## Begin Provided material

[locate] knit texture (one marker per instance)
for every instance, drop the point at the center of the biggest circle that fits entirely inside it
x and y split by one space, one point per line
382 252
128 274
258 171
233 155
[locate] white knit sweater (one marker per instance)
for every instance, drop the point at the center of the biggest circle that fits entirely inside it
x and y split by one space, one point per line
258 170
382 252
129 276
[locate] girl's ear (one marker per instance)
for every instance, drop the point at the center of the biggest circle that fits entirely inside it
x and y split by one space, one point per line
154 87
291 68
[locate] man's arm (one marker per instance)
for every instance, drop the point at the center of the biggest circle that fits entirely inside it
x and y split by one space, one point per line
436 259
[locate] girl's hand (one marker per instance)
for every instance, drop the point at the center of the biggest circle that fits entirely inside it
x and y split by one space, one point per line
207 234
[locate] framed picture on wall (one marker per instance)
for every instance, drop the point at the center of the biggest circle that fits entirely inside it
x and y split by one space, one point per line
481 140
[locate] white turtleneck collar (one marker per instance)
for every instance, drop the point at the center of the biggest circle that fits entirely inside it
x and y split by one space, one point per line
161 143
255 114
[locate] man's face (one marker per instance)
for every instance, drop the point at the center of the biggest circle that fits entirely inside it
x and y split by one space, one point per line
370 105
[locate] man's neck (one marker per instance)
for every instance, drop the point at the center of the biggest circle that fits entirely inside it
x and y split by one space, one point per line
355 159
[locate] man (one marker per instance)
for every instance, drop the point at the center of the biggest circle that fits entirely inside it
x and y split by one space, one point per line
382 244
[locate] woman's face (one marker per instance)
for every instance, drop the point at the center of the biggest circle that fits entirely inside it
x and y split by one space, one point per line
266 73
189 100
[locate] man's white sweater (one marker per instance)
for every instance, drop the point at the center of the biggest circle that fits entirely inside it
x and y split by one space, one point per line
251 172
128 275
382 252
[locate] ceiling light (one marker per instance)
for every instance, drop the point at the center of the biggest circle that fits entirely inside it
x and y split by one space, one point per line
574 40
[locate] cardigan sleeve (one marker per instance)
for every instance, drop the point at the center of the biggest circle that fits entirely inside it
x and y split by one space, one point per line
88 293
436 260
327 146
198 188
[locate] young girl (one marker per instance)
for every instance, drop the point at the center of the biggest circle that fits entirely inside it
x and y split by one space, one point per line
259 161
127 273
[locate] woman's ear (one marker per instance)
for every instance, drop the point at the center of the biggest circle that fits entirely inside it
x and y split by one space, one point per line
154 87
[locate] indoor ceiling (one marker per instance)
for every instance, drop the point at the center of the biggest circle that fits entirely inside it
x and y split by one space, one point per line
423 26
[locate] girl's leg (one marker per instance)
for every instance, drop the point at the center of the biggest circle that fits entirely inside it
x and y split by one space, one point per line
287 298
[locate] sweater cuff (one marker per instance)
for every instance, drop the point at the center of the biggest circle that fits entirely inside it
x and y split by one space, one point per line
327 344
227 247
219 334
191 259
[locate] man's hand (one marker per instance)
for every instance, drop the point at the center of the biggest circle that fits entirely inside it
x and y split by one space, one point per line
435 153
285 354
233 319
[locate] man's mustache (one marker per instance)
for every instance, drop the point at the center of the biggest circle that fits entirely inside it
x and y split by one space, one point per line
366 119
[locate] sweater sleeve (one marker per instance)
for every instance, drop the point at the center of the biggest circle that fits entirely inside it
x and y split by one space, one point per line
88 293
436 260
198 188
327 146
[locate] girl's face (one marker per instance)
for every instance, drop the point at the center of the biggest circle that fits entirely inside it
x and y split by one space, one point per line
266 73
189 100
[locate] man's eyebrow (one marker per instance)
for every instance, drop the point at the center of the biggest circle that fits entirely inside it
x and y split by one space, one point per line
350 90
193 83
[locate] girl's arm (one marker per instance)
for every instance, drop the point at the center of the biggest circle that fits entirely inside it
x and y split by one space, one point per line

## End Provided material

▶ [Aim of the task]:
Copy all of the records above word for word.

▶ [Final result]:
[locate] knit texture (one marker per instance)
for every instance, drop the point at the center of the biggest circle that fits entirely inside it
x and y split by one space, one point per line
382 252
128 274
258 171
233 155
[locate] white knit sweater (one marker per instance)
for every instance, drop the point at the center of the biggest circle that fits entirely inside it
x and y split by one space, one point per line
258 170
382 252
129 276
[locate] girl's ear (one marker per instance)
for every instance, drop the point at the center of the biggest circle that fits entirely inside it
x and y split by one space, one point per line
154 87
291 68
[locate] man's arm (one marker per instance)
for every instance, drop the point at the center of the biggest circle that fits entirely inside it
x and y split by one space, one point per line
436 259
[locate] girl's hand (one marker per instance)
for every instance, drop the point at the center of the biggest circle that fits entirely inside it
x and y split by one space, one point per line
207 234
[locate] framed picture on wall (one marker per instance)
for every instance, drop the point at the center of the biggest circle that fits entirely inside it
x and y split by one space, one point per line
481 140
[locate] white turtleneck collar (one marker per instance)
for every instance, drop the point at the center of the biggest circle that fits entirely inside it
x and y split by one space, one point per line
161 143
255 114
[locate] man's face (one marker per instance)
for every instance, drop the point at the center of the biggest circle that fits entirely inside it
x and y split by one space, one point per line
370 105
[locate] man's neck (one marker per instance)
for every instance, drop the point at the center of the biggest circle that fits entirely inside it
x and y split by one space, one point per line
355 159
[locate] man (one marker per instance)
for every instance, drop the point at the center of the biggest circle that fits entirely inside it
x and y split by one space, one point per line
382 244
[locate] woman's face (one marker per instance)
for every instance, drop the point at the center of the biggest circle that fits entirely inside it
x and y split by one space, one point per line
266 73
189 100
[locate] man's white sweater (one marker per instance)
for every instance, drop the point at the center of the biggest circle that fits entirely inside it
x and y split by one space, one point per line
251 172
128 275
382 252
[locate] ceiling light (one marker per instance)
for every instance, drop the point at the center of the biggest circle that fits entirely inside it
x and y split by one space, one point per line
574 40
[locate] cardigan sleeve (one marker per instance)
for every instance, drop the point at the center of the biggest circle that fits entirely inside it
x and y split by one space, one point per line
88 293
436 260
327 146
198 188
[locate] young girl (one marker per instance)
for every instance, drop the point at the center of the biggest circle that fits entirely inside it
x and y split by one space, one point per line
259 161
127 273
[locate] woman's ear (one marker per instance)
for every instance, drop the point at the center of the biggest circle that fits entirely inside it
x and y split by one space, one point per line
154 87
[locate] indoor ceiling (one marker per instance)
for every instance, drop the point at the center of the biggest circle that fits entirely inside it
x and y split by one space, one point per line
423 26
[locate] girl's leg (one marker per instance)
for every instance, drop the point at the center of the biggest circle that fits entirely inside it
x and y split by one space, one point per line
287 298
[locate] sweater cuff (one marker per instance)
for every instance, drop the point at the center of the biggest circle that fits entirely inside it
x and y split by one space, one point per line
327 344
227 247
219 334
191 259
[locate] man's hand (one marker per instance)
for every instance, drop the point at the center of the biggest circle that fits entirely inside it
x and y split by one space, one point per line
435 153
285 354
233 319
[locate] man's mustache (one marker per instance)
for every instance, drop the point at the center of the biggest circle that fits entirely inside it
x and y split by one space, one point per line
366 119
[locate] sweater sleeve (one marker per instance)
for every instance, drop the point at the center of the biggest circle that fits entirely inside it
x and y split by one space, one point per line
88 293
436 260
198 188
327 146
[locate] girl's face (one marker per instance)
for every instance, drop the point at the center of the biggest circle that fits entirely inside it
x and y split by one space, one point per line
266 73
189 100
[locate] man's eyebrow (one marker per instance)
for every instance, drop the point at the center of the biggest circle that fits entirely inside it
x and y split by one space, one point per line
350 90
193 83
[locate] girl's arm (one marker per instance)
for every instance, drop the point at the center of the biggest circle that fits entirely inside it
x and y split by one space, one point per line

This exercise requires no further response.